SHORT EXERCISE: Could you write the next part of the post on media coverage of the McCain campaign, picking up after its final sentence?

begin TEXT SHOWN

Will Truth Out? Media Coverage of the McCain Campaign
Aug 18th, 2008 | By Ed W. | Category: Media Matters, The CampaignDavis made the request Sunday in a letter that is part of an aggressive effort by McCain to counter news coverage he considers critical…
[NBC News correspondent Andrea] Mitchell reported that some “Obama people” were suggesting “that McCain may not have been in the cone of silence and may have had some ability to overhear what the questions were to Obama. He seemed so well prepared.”
A McCain aide said that is not the case: “Senator McCain was in a motorcade led by the United States Secret Service and held in a green room with no broadcast feed.”
Mitchell made the comment in the context of saying McCain did better, and that the Obama camp was defensive. In response to the campaign’s letter, she pointed out that journalists get criticism from both sides.
While the McCain camp is certainly making more of an issue out of this than there is, Mitchell certainly didn’t seem to be slamming McCain, it is worth our time to take a look at the kind of coverage McCain is receiving. At Riehl World View, the right’s view of the media in this campaign is summed up thusly:
Pity the dumbest of the lot here seems to be the media that either goes along with this garbage out of passion, or lacks the intelligence to grasp what’s going on and point it out.
I agree that much of the media might be playing dumb. I simply disagree that this is where it’s happening. That leads us to Frank Rich, and his column today in the New York Times, which outlines McCain’s coverage quite well:
What is widely known is the skin-deep, out-of-date McCain image. As this fairy tale has it, the hero who survived the Hanoi Hilton has stood up as rebelliously in Washington as he did to his Vietnamese captors. He strenuously opposed the execution of the Iraq war; he slammed the president’s response to Katrina; he fought the “agents of intolerance” of the religious right; he crusaded against the G.O.P. House leader Tom DeLay, the criminal lobbyist Jack Abramoff and their coterie of influence-peddlers.
With the exception of McCain’s imprisonment in Vietnam, every aspect of this profile in courage is inaccurate or defunct.
McCain never called for Donald Rumsfeld to be fired and didn’t start criticizing the war plan until late August 2003, nearly four months after “Mission Accomplished.” By then the growing insurgency was undeniable. On the day Hurricane Katrina hit, McCain laughed it up with the oblivious president at a birthday photo-op in Arizona. McCain didn’t get to New Orleans for another six months and didn’t sharply express public criticism of the Bush response to the calamity until this April, when he traveled to the Gulf Coast in desperate search of election-year pageantry surrounding him with black extras.

end TEXT SHOWN
begin STORED ROWS

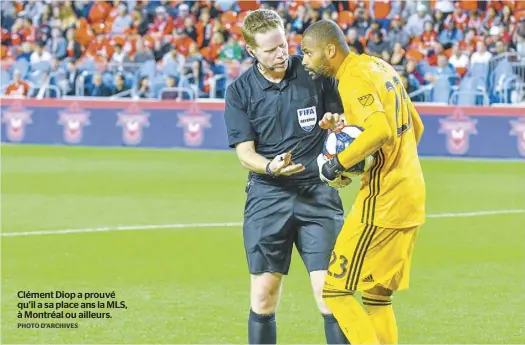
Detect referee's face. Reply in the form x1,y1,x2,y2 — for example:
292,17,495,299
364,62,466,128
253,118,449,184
252,28,288,72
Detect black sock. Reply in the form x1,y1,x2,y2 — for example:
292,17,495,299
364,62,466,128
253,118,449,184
248,309,277,344
323,314,350,344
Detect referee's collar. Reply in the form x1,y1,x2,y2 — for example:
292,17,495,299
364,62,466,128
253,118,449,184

end STORED ROWS

RESPONSE TO THIS EXERCISE:
McCain long ago embraced the right’s agents of intolerance, even spending months courting the Rev. John Hagee, whose fringe views about Roman Catholics and the Holocaust were known to anyone who can use the Internet. (Once the McCain campaign discovered YouTube, it ditched Hagee.) On Monday McCain is scheduled to appear at an Atlanta fund-raiser being promoted by Ralph Reed, who is not only the former aide de camp to one of the agents of intolerance McCain once vilified (Pat Robertson) but is also the former Abramoff acolyte showcased in McCain’s own Senate investigation of Indian casino lobbying.
Though the McCain campaign announced a new no-lobbyists policy three months after The Washington Post’s February report that lobbyists were “essentially running” the whole operation, the fact remains that McCain’s top officials and fund-raisers have past financial ties to nearly every domestic and foreign flashpoint, from Fannie Mae to Blackwater to Ahmad Chalabi to the government of Georgia. No sooner does McCain flip-flop on oil drilling than a bevy of Hess Oil family members and executives, not to mention a lowly Hess office manager and his wife, each give a maximum $28,500 to the Republican Party.
While reporters at The Post and The New York Times have been vetting McCain, many others give him a free pass. Their default cliché is to present him as the Old Faithful everyone already knows. They routinely salute his “independence,” his “maverick image” and his “renegade reputation” — as the hackneyed script was reiterated by Karl Rove in a Wall Street Journal op-ed column last week. At Talking Points Memo, the essential blog vigilantly pursuing the McCain revelations often ignored elsewhere, Josh Marshall accurately observes that the Republican candidate is “graded on a curve.”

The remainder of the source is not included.